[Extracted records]
%%

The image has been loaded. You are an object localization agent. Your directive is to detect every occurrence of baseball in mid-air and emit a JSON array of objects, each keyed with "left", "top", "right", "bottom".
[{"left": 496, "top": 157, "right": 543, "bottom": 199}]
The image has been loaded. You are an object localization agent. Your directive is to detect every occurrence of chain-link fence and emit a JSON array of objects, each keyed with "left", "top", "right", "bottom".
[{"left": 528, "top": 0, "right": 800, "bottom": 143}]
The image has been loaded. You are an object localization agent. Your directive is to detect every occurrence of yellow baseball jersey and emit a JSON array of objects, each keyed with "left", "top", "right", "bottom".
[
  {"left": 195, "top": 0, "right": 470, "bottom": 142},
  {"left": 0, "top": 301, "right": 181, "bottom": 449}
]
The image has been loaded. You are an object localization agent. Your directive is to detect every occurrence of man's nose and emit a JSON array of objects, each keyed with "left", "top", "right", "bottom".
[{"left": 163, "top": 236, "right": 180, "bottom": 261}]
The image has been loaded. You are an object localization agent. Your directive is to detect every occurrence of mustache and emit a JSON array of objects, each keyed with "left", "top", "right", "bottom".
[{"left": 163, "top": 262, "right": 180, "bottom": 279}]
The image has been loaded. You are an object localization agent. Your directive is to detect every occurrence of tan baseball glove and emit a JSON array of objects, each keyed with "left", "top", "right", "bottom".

%%

**What is required:** Print all of the data exactly as it was given.

**Written response:**
The image has been loaded. You are an object localization agent. Your directive is to detect every occurrence of baseball in mid-air and emit a JSON array of objects, each keyed with "left", "top", "right", "bottom".
[{"left": 496, "top": 157, "right": 543, "bottom": 199}]
The image has been loaded. You are an object localization agent. Your directive is to detect every occurrence of chain-link fence and emit a JSON array of objects, each keyed with "left", "top", "right", "bottom".
[{"left": 528, "top": 0, "right": 800, "bottom": 143}]
The image has been loaded. You are an object localization agent. Your directive is to detect every occurrence of yellow baseball jersey and emit a JSON array of objects, each keyed with "left", "top", "right", "bottom".
[
  {"left": 195, "top": 0, "right": 470, "bottom": 142},
  {"left": 0, "top": 301, "right": 181, "bottom": 449}
]
The image has been loaded. You are an object localization agent. Your directive is to detect every occurrence of man's nose and emit a JSON array of objects, each keyed with "left", "top", "right", "bottom".
[{"left": 163, "top": 236, "right": 180, "bottom": 261}]
The image has been loaded. You are an object localization agent. Your directive is to detect every occurrence of mustache and emit a JSON array of objects, each keyed with "left", "top", "right", "bottom".
[{"left": 163, "top": 262, "right": 180, "bottom": 279}]
The image has been loaded. You are an object localization agent. Your directive is to detect every occurrence of tan baseball glove and emit a JSON array of objects, each keyed with "left", "top", "right", "bottom".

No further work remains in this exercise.